EXERCISE DESCRIPTION. In the passage on Flutter development, substitute "limits" for each "constraints" and write out the span that begins at the words "How come? It’s" and stops after "the release build.".

SELECTED PASSAGE.
How come? It’s not a bug—it’s normal behavior. There’s a long page dedicated to it in the Flutter docs called Understanding constraints. It gives over 30 examples of various widget combinations, each revealing a specific nuance of working with constraints in layouts. You have to understand these: it’ll make building layouts so much easier.

Project onset

Not all things can be kept on the backburner: some have to be dealt with straight away. Otherwise, you either won’t be able to do them at all or it’ll take inadequate amounts of time, money, effort, and energy and won’t do any good to the project in general. I’ve tried to put together all the tips that could help you do all the important stuff right at the start.

Configure the release build.

Don’t put it off until the release is around the corner: you’ll need to fix loads of bugs, and the release build configurations will only add insult to injury.

Configuring an Android build is pretty easy: you may have a false sense that it’ll be just as easy on iOS. And that’s when the fun starts: figuring out the way it’s done on iOS takes way too long. Provisioning profiles, certificates. Where do I specify devices and do I need to? How do I link it all to the console? How do I deploy the artifacts anyway? What’s the right way to gather them?

Sure enough, you won’t do without Xcode. You’ll have to figure out its remarkable interface and the way to configure it all too. That’s why the first thing you need to do right at the project onset is configure it all in advance.

There’s a great article on why Apple implemented app signing the way they did: when I read it, it made things much clearer. I recommend checking it out and searching for enlightenment there.

The article — Debugging how you think about code signing >>

Configure CI/CD

As for all things CI/CD, there are two camps that go head to head. The first one is the people working for large companies. They must have DevOps departments that configure CI/CD. All developers have to do is say, “I want CI/CD” and in a couple of days they have CI/CD with all the necessary configurations and steps needed for development.

The other camp is the people working for a small startup: two developers, no DevOps. Basically, what you do is what you see. Naturally, no one gives you extra time to configure CI/CD.

SOURCE MATERIAL.
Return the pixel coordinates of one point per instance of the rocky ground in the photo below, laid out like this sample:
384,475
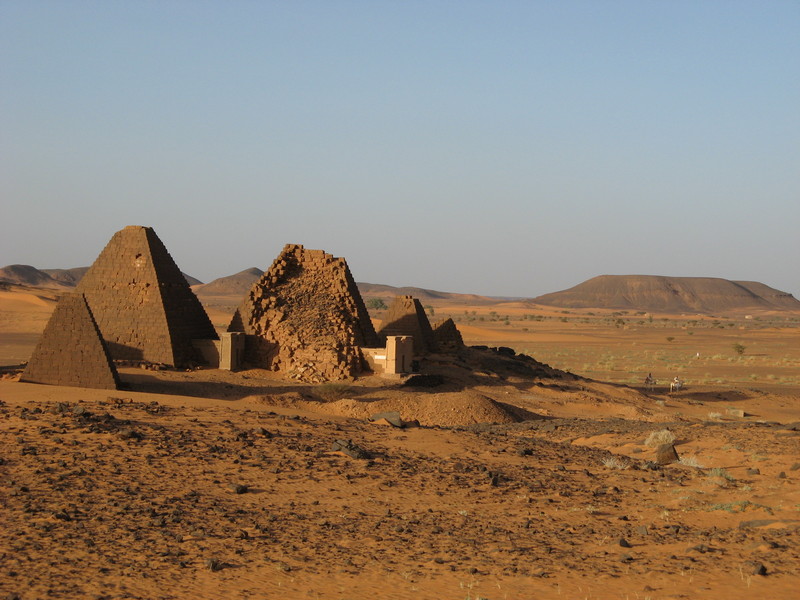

THE ANSWER.
How come? It’s not a bug—it’s normal behavior. There’s a long page dedicated to it in the Flutter docs called Understanding limits. It gives over 30 examples of various widget combinations, each revealing a specific nuance of working with limits in layouts. You have to understand these: it’ll make building layouts so much easier.

Project onset

Not all things can be kept on the backburner: some have to be dealt with straight away. Otherwise, you either won’t be able to do them at all or it’ll take inadequate amounts of time, money, effort, and energy and won’t do any good to the project in general. I’ve tried to put together all the tips that could help you do all the important stuff right at the start.

Configure the release build.